When the world started to shut down during the COVID-19 crisis, I had many thoughts swirling through my head — just like you. Mostly, it was concern for the health of my family and friends, but I’ve also had a more selfish, nagging, recurring thought: “Thank goodness we hadn’t planned any summer trips for this year.”
This time last year, my family was at Disney World and it was an absolutely amazing trip. This was the second time we’d taken our kids to Disney World. On that first trip, with a 5- and 3-year-old in tow, our days revolved around character meet-and-greets, lunch with Snow White, Cinderella, Belle and all the rest, and then getting back to the resort for naptime, an afternoon swim and maybe getting to see some of the fireworks before having to maneuver out of the park with two sleeping children in our arms.
That first trip was fun because of the wonder and magic we saw in the kids’ eyes, but, it was exhausting in a way that only a Disney vacation can be: complete and utter trip planning fatigue coupled with maintaining a rigid schedule for five full days — not to mention chasing two preschoolers around The Magic Kingdom.
Our most recent trip was a totally different ball game, however. The kids were 12 and 10 last summer and they were the perfect ages to take on Disney World again. Thanks to their new-found tall stature, there were no limitations to what we could ride. Also, their stamina had increased since our last visit to Disney World, so naps weren’t needed this time (although, I would’ve loved a nap most days).
If you’ve never done it, the planning of a Disney vacation isn’t for sissies. Finding lodging and transportation are the easy parts of booking a Disney World vacation. The true test of mettle comes from booking dining, FastPasses for rides, and other Disney add-ons that seem ridiculous but are actually pretty necessary. Disney vacations are not for the person who wants to get away from it all and feel untethered to a schedule.
So, for that reason, I’ve been equal-parts thanking my lucky stars that our very complicated, highly structured Disney vacation was last summer instead of this summer, but then also feeling much sadness for those who have already gone through the pain of organizing a Disney trip (down to the minute) and who are now having to cancel or reschedule.

§ USING THE INFORMATION:
1) From the Disney essay, copy word for word the part that begins with the words containing "This time last" and ends with "in our arms.".
2) In the Disney essay, why did the kids no longer need naps on the family's most recent trip?
The entries aren't needed and can be ignored.

§ Recorded data:

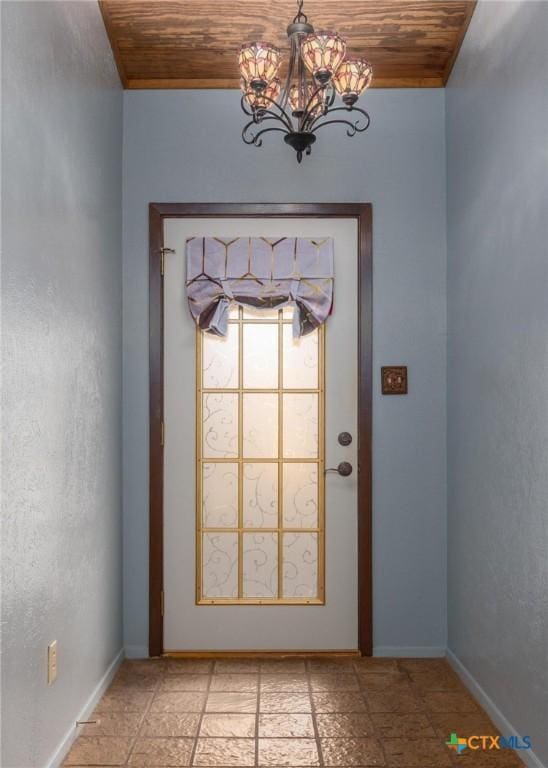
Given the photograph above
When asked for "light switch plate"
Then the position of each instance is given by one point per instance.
(394, 379)
(52, 662)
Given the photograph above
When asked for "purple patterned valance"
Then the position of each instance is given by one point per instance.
(259, 272)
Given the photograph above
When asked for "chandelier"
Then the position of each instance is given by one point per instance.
(317, 72)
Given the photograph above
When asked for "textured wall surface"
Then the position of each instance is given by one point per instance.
(497, 117)
(186, 146)
(62, 132)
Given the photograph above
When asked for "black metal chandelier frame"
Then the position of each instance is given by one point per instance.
(299, 126)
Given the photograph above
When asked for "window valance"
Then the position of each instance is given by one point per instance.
(259, 272)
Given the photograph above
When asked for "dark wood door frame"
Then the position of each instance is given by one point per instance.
(362, 213)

§ ACTIVITY ANSWERS:
1)
This time last year, my family was at Disney World and it was an absolutely amazing trip. This was the second time we’d taken our kids to Disney World. On that first trip, with a 5- and 3-year-old in tow, our days revolved around character meet-and-greets, lunch with Snow White, Cinderella, Belle and all the rest, and then getting back to the resort for naptime, an afternoon swim and maybe getting to see some of the fireworks before having to maneuver out of the park with two sleeping children in our arms.

2) Their stamina had increased since the family's last visit to Disney World.